Document »

Image is a section from an image of Andra Mihali. Source below.

On the topic of (ir)reproducible research

An article by Freedman et al.1 found that different studies estimate the percentage of irreproducible preclinical research to be ranging from 51% to 89%. They found that the main drivers of irreproducibility are the study design, faulty reagents, insufficient protocols, and ill-chosen methods for data analysis.

Freedman et al. 2015

The introductory text of a collection of articles2 regarding reproducibility of research provided by the Nature journal says:

Science moves forward by corroboration – when researchers verify others’ results. […] There is growing alarm about results that cannot be reproduced. Explanations include increased levels of scrutiny, complexity of experiments and statistics, and pressures on researchers.
Nature 2

In a study from 2016, 90% of all participants (n=1576) agreed that there is a least a slight reproducibility crisis and only 73% think that at least half of the results in their field can be trusted3.

What you will do »
[1] Print the passage on research reproducibility word for word, starting at "The introductory text" and ending at "can be trusted3.".
[2] What does the passage on research reproducibility name as the main drivers of irreproducibility?
[3] Summarize the passage on research reproducibility in two sentences.

Supplied material »

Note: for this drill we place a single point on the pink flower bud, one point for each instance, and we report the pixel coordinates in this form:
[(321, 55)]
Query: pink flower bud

Task-by-task results »
[1]
The introductory text of a collection of articles2 regarding reproducibility of research provided by the Nature journal says:

Science moves forward by corroboration – when researchers verify others’ results. […] There is growing alarm about results that cannot be reproduced. Explanations include increased levels of scrutiny, complexity of experiments and statistics, and pressures on researchers.
Nature 2

In a study from 2016, 90% of all participants (n=1576) agreed that there is a least a slight reproducibility crisis and only 73% think that at least half of the results in their field can be trusted3.

[2] Study design, faulty reagents, insufficient protocols, and ill-chosen methods for data analysis.

[3] According to Freedman et al., studies estimate that 51% to 89% of preclinical research is irreproducible, mainly because of study design, faulty reagents, insufficient protocols, and ill-chosen data analysis methods. A Nature introduction notes growing alarm about results that cannot be reproduced, and in a 2016 study 90% of 1,576 participants agreed there is at least a slight reproducibility crisis.